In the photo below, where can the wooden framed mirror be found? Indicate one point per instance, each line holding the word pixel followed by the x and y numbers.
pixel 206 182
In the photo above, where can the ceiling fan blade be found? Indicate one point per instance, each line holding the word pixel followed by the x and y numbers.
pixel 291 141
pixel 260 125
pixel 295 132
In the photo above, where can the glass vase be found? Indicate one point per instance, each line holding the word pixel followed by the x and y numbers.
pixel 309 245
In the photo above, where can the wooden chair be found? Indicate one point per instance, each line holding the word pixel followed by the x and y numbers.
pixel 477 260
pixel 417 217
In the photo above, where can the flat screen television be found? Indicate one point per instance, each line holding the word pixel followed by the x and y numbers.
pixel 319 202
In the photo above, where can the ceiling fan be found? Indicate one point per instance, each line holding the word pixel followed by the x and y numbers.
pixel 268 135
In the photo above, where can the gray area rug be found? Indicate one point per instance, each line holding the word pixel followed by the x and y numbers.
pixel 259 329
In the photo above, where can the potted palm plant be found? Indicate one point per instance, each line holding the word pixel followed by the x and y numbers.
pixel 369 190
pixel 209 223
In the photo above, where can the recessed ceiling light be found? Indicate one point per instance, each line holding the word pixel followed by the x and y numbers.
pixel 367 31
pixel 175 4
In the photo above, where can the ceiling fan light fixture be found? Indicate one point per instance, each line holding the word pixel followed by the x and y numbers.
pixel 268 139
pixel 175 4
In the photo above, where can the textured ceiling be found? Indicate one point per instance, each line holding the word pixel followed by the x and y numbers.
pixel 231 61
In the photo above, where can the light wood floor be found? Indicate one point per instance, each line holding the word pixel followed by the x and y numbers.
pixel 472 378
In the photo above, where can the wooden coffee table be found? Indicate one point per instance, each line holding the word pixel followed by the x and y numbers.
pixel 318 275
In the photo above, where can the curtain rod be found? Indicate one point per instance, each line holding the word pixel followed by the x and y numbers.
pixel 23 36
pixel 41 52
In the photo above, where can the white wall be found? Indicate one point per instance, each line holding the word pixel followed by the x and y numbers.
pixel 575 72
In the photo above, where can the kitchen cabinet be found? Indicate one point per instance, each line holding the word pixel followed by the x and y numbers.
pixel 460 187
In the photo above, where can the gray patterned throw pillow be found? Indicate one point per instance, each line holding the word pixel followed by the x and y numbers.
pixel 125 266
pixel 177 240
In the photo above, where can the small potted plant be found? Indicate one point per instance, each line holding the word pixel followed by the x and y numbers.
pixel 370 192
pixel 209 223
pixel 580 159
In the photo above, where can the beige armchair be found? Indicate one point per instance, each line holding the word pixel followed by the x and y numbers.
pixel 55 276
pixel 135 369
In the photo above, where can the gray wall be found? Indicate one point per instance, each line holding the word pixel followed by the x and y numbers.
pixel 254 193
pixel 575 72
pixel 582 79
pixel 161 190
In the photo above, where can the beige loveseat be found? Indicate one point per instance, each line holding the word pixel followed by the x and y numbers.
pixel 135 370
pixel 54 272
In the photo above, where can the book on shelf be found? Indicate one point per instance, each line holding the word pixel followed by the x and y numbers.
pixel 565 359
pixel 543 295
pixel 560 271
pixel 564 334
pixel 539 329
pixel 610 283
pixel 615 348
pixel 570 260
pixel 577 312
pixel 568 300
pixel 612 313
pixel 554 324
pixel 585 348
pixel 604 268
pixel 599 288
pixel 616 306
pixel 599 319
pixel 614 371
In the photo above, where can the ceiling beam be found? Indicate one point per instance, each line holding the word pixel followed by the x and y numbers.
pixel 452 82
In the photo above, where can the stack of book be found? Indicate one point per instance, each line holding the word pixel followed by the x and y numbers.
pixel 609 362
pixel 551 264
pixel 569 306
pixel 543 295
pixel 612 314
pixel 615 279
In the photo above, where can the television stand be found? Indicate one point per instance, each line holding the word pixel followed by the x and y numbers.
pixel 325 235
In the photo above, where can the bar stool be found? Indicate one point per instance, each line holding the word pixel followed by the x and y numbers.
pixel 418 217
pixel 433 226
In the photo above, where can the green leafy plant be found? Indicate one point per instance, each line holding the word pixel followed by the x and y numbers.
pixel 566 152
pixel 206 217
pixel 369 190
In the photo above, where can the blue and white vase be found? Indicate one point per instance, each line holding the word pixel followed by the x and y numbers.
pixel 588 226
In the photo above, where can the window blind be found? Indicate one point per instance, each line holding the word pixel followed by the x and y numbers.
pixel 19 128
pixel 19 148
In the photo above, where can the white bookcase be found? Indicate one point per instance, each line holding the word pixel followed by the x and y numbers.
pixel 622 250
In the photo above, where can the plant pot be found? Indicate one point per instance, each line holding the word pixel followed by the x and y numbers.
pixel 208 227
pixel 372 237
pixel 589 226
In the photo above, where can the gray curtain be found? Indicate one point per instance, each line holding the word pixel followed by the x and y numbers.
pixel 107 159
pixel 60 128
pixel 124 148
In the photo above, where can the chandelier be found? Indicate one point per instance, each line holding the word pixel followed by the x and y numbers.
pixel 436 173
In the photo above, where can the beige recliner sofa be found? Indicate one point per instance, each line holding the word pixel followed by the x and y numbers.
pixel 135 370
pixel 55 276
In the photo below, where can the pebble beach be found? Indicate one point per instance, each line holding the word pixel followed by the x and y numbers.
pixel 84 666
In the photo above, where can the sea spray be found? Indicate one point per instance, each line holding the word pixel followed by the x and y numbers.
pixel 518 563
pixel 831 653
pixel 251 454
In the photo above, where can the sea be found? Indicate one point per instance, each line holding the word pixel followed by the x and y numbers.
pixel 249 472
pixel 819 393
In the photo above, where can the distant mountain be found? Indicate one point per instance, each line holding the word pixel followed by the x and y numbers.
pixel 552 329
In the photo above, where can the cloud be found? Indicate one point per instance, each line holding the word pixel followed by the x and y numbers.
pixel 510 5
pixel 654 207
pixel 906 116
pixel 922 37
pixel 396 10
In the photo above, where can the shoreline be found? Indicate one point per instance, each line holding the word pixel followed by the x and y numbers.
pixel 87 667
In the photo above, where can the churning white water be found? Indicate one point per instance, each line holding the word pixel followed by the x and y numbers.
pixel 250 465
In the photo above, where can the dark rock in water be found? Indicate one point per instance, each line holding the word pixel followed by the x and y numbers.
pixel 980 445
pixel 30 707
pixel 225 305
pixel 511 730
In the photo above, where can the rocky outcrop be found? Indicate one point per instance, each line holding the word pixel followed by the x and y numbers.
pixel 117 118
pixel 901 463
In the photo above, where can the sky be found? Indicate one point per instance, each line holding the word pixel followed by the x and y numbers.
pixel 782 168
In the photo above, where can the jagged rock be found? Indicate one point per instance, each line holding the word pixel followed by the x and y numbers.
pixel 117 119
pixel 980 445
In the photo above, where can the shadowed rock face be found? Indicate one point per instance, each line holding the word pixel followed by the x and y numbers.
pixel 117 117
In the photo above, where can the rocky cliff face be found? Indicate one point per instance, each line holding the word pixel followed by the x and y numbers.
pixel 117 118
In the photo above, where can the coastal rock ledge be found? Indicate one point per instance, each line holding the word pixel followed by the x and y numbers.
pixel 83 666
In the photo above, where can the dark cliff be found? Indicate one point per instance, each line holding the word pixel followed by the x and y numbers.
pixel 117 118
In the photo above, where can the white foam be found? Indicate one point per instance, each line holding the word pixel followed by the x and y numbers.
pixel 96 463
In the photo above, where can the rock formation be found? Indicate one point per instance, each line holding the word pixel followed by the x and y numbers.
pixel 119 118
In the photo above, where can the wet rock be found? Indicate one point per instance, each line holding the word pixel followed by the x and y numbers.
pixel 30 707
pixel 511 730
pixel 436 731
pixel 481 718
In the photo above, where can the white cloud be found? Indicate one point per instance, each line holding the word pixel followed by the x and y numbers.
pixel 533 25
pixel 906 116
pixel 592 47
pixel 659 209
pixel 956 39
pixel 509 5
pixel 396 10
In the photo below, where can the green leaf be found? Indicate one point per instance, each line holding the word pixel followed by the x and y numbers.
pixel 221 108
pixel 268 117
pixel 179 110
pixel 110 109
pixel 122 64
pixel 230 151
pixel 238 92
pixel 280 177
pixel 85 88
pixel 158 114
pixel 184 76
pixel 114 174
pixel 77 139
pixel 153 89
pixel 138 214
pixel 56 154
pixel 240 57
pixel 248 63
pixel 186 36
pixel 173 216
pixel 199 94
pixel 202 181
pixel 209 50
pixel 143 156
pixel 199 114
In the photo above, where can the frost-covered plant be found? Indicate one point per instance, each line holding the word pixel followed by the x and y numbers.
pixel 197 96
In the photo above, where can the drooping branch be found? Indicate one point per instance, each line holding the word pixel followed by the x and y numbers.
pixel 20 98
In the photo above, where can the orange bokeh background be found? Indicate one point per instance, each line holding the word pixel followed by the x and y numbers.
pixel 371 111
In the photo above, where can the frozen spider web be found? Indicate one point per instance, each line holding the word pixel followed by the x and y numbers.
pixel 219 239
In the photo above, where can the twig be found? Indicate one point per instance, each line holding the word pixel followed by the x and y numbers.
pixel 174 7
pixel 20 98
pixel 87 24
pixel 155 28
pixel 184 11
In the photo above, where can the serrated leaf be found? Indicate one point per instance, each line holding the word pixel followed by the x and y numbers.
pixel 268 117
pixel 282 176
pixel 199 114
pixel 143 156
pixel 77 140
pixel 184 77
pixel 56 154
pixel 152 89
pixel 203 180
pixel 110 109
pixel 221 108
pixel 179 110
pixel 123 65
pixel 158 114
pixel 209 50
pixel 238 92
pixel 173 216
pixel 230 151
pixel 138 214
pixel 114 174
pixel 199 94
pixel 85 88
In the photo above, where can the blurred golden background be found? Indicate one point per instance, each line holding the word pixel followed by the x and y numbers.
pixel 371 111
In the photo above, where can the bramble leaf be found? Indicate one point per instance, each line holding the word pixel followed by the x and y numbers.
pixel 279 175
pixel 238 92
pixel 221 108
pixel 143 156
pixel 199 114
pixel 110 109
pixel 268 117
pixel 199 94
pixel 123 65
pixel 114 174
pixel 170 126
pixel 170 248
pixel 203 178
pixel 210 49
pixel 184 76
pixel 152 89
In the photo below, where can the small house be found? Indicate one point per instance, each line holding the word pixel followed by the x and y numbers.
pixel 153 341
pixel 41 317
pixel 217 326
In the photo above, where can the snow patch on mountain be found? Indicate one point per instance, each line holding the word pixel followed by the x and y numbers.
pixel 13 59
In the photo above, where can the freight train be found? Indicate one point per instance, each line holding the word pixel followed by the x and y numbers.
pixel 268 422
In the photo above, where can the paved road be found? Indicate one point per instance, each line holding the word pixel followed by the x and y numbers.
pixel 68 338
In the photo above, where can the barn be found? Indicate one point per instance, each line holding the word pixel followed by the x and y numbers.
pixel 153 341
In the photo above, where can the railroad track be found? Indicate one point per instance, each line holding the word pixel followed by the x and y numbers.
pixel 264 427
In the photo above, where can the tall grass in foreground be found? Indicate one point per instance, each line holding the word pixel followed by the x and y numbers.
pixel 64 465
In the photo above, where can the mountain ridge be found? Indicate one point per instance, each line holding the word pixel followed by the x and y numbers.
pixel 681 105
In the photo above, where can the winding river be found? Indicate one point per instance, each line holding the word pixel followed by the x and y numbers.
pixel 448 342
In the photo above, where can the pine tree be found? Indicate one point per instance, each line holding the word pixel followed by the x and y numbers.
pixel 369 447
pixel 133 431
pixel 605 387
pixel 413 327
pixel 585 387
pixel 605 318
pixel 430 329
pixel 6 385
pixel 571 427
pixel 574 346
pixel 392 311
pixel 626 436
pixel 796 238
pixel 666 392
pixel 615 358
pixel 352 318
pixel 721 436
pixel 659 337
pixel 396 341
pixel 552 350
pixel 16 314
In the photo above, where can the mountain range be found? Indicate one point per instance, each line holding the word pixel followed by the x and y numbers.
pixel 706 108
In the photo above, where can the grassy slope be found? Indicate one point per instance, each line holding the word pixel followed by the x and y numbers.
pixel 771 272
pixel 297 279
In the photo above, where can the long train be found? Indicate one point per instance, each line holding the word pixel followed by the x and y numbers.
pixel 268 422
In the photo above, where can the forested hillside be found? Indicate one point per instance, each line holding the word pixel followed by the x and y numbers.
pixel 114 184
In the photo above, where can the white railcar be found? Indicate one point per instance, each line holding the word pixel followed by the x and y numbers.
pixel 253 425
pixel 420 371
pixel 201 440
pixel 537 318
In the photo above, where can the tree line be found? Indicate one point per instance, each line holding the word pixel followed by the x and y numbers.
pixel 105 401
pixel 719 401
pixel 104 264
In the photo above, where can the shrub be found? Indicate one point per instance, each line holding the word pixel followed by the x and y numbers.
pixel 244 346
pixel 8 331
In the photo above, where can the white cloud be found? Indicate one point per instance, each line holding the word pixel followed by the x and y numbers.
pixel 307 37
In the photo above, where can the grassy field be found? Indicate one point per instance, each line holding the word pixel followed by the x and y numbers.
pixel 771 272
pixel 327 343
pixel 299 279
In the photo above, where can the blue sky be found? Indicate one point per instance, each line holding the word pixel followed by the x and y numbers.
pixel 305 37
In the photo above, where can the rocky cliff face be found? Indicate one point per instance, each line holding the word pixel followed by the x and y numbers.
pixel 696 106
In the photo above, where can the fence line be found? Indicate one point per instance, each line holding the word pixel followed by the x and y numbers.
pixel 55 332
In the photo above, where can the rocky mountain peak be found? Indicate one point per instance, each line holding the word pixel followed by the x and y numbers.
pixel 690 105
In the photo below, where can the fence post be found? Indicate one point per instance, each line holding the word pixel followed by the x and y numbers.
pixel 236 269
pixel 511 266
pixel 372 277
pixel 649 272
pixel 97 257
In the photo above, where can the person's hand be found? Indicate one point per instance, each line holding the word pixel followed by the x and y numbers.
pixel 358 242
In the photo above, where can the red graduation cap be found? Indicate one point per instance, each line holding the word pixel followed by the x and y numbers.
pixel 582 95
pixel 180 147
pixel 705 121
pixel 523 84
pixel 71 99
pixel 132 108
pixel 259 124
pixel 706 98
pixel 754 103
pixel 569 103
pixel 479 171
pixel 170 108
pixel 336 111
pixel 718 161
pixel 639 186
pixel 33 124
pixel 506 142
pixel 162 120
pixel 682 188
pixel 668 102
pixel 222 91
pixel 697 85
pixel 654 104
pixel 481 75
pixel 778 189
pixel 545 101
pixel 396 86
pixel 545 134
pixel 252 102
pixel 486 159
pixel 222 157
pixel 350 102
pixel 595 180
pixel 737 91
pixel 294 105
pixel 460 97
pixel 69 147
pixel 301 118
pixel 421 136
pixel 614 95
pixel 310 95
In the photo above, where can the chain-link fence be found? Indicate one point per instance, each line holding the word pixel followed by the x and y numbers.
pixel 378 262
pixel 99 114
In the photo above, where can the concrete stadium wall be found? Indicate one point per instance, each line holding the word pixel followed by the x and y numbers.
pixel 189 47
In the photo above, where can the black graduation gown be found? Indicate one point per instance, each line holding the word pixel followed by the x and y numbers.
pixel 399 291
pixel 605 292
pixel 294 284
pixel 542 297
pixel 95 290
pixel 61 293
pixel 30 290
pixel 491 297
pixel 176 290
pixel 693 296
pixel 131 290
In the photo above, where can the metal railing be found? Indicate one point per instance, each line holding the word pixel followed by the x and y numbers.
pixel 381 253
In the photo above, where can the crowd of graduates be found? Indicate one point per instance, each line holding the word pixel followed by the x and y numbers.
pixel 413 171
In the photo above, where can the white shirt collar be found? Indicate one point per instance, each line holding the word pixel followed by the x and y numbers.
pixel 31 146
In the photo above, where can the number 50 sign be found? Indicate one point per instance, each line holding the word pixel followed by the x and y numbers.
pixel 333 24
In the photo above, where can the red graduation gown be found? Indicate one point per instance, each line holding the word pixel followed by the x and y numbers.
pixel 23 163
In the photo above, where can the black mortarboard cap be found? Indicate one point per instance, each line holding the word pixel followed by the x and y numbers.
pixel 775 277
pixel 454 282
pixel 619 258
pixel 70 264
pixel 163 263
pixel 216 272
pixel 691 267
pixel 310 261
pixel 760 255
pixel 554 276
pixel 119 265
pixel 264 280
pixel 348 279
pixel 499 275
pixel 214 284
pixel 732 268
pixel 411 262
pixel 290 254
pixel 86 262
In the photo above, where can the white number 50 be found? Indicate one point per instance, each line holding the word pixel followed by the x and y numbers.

* **DIE AUFGABE**
Gib bitte die Zeilen der Auflistung oben vom Anfang bis einschließlich der Zeile mit "pixel 309 245" wortgetreu wieder.

* **ANTWORT ZUR AUFGABE**
In the photo below, where can the wooden framed mirror be found? Indicate one point per instance, each line holding the word pixel followed by the x and y numbers.
pixel 206 182
In the photo above, where can the ceiling fan blade be found? Indicate one point per instance, each line holding the word pixel followed by the x and y numbers.
pixel 291 141
pixel 260 125
pixel 295 132
In the photo above, where can the glass vase be found? Indicate one point per instance, each line holding the word pixel followed by the x and y numbers.
pixel 309 245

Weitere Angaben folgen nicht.